Scan the records for the line containing "For the benchmark, mark every instance of the illuminated"; extract it and all later lines, verbatim, through the end, and nothing before it.

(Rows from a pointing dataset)
- - -

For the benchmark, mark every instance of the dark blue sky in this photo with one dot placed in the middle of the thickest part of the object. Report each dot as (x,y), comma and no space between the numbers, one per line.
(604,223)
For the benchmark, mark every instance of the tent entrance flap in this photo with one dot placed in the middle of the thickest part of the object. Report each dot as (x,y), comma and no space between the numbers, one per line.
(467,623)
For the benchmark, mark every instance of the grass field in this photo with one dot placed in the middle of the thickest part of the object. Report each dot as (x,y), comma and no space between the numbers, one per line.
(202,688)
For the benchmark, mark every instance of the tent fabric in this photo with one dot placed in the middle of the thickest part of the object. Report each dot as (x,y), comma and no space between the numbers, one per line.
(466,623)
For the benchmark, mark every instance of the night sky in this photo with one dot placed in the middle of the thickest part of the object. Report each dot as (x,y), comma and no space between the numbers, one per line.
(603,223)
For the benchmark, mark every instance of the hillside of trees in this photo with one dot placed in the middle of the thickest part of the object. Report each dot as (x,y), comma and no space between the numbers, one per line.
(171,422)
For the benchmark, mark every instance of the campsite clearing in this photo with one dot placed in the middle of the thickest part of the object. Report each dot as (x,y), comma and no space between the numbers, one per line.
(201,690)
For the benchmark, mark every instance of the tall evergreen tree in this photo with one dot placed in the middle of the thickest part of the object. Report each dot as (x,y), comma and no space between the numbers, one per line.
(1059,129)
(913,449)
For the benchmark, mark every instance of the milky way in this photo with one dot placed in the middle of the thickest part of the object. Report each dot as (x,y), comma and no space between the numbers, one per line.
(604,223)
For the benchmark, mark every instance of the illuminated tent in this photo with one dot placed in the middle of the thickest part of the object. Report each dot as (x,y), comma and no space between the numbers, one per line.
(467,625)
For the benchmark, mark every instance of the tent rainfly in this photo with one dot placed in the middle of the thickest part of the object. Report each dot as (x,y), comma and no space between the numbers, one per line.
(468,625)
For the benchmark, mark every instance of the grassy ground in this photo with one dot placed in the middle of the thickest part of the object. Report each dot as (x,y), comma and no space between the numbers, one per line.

- - -

EXERCISE RESPONSE.
For the benchmark, mark every instance of the illuminated tent in this photo with one dot placed in the middle of the thickest part of the object. Report each dot as (x,y), comma and no space between the numbers, one per line.
(467,625)
For the benchmark, mark every instance of the tent rainfly in this photo with one dot placed in the middle of the thickest part of the object. Report each dot as (x,y), comma and no space between the numbers, one per line.
(468,625)
For the benchmark, mark every instance of the grassy ground in this photo with one dot placed in the middle of the thickest part of the object. Report each dot as (x,y), comma and no space between the numbers, one per line.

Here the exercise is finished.